-------- Textauszug

Mehr Besucher, aber auch mehr Übergriffe in NS-Gedenkstätten

Die Zahl der Besucher in den deutschen NS-Gedenkstätten ist das zweite Jahr in Folge deutlich gestiegen. Wie eine Umfrage des Evangelischen Pressedienstes (epd) unter den Einrichtungen ergab, besuchten 2023 mehr Menschen Gedenkstätten, die an die Verbrechen und Opfer des Nationalsozialismus erinnern, als im Vorjahr, in dem es zumindest in den ersten Monaten noch Corona-Beschränkungen gab. Das Niveau der Besucherzahlen aus dem Vor-Corona-Jahr 2019 wurde aber meist noch nicht wieder erreicht, aber in Hessen übertroffen. Zudem berichteten einige Gedenkstätten von einer Zunahme antisemitischer Übergriffe seit dem Angriff der Hamas auf Israel am 7. Oktober.

Die KZ-Gedenkstätte Sachsenhausen in Brandenburg zählte nach eigenen Angaben eine halbe Million Gäste. Das sind deutlich mehr als die 355.000 im Vorjahr, aber auch deutlich weniger als die 700.000 Besucherinnen und Besucher aus dem Vor-Corona-Jahr 2019. In die niedersächsische Gedenkstätte Bergen-Belsen kamen laut einer Sprecherin rund 215.000 Menschen. Das waren mehr als im Vorjahr, erreichte aber nicht die Besucheranzahl aus dem Vor-Corona-Jahr mit rund 250.000 Besucherinnen und Besuchern.

Einen deutlichen Anstieg der Besucherzahl verzeichnete die Gedenkstätte Deutscher Widerstand in Berlin. Nach eigenen Angaben wurden im vergangenen Jahr 96.059 Gäste registriert, 44.323 mehr als im Jahr davor und damit beinahe so viele wie vor der Pandemie. Die Stiftung Hamburger Gedenkstätten, zu der die KZ-Gedenkstätte Neuengamme gehört, zählte rund 146.000 Besucherinnen und Besucher, auch deutlich mehr als die 108.000 Menschen im Jahr 2022.

----------------
-------- Erfasste Daten

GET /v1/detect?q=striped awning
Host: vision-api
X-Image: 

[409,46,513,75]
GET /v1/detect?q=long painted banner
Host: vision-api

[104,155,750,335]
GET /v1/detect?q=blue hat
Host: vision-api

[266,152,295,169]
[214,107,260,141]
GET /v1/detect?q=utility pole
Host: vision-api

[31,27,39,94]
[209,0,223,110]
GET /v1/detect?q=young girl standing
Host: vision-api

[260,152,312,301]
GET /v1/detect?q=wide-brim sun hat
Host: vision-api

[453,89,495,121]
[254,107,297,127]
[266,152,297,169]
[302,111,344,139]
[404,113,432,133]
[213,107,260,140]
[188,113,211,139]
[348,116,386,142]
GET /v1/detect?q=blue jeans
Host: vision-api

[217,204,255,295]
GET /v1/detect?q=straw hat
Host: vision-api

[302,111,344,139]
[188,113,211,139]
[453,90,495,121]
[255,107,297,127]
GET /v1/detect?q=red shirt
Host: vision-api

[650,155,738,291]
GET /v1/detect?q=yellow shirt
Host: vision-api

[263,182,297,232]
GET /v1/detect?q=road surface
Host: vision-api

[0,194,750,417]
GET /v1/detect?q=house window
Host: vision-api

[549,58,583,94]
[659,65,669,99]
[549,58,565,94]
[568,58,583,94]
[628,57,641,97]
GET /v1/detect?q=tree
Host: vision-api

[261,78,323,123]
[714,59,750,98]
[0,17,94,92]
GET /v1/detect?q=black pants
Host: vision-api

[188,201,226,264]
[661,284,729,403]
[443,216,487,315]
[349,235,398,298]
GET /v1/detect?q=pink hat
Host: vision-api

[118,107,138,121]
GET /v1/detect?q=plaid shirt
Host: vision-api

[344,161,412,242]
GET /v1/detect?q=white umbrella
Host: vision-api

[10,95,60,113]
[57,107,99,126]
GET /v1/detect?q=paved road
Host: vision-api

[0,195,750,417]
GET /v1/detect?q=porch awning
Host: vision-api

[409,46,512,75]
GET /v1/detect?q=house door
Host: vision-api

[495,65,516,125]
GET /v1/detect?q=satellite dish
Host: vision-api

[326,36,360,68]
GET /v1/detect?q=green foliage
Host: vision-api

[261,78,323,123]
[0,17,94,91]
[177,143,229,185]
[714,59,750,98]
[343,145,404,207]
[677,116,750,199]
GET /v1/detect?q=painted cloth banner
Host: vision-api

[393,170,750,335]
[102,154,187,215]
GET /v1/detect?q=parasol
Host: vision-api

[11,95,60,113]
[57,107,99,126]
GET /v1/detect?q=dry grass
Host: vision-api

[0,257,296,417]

----------------

## Arbeitsauftrag 1
Schreiben Sie aus dem Textauszug die Passage von „Die KZ-Gedenkstätte Sachsenhausen“ bis einschließlich „Besucherinnen und Besuchern.“ wortgetreu ab.
## Arbeitsauftrag 2
Beantworten Sie anhand des Textauszugs:
(a) Wie viele Besucherinnen und Besucher hatte die KZ-Gedenkstätte Sachsenhausen im Jahr 2019?
(b) Wie viele Menschen kamen laut einer Sprecherin in die Gedenkstätte Bergen-Belsen?
(c) Wie viele Gäste registrierte die Gedenkstätte Deutscher Widerstand im vergangenen Jahr?
## Arbeitsauftrag 3
Nennen Sie alle Gedenkstätten, die im Textauszug mit Namen erwähnt werden.
Die Datensätze sind eigenständiges Material und gehören nicht zum Textauszug.

## Antwortfeld 1
Die KZ-Gedenkstätte Sachsenhausen in Brandenburg zählte nach eigenen Angaben eine halbe Million Gäste. Das sind deutlich mehr als die 355.000 im Vorjahr, aber auch deutlich weniger als die 700.000 Besucherinnen und Besucher aus dem Vor-Corona-Jahr 2019. In die niedersächsische Gedenkstätte Bergen-Belsen kamen laut einer Sprecherin rund 215.000 Menschen. Das waren mehr als im Vorjahr, erreichte aber nicht die Besucheranzahl aus dem Vor-Corona-Jahr mit rund 250.000 Besucherinnen und Besuchern.

## Antwortfeld 2
(a) 700.000
(b) Rund 215.000
(c) 96.059

## Antwortfeld 3
KZ-Gedenkstätte Sachsenhausen
Gedenkstätte Bergen-Belsen
Gedenkstätte Deutscher Widerstand
KZ-Gedenkstätte Neuengamme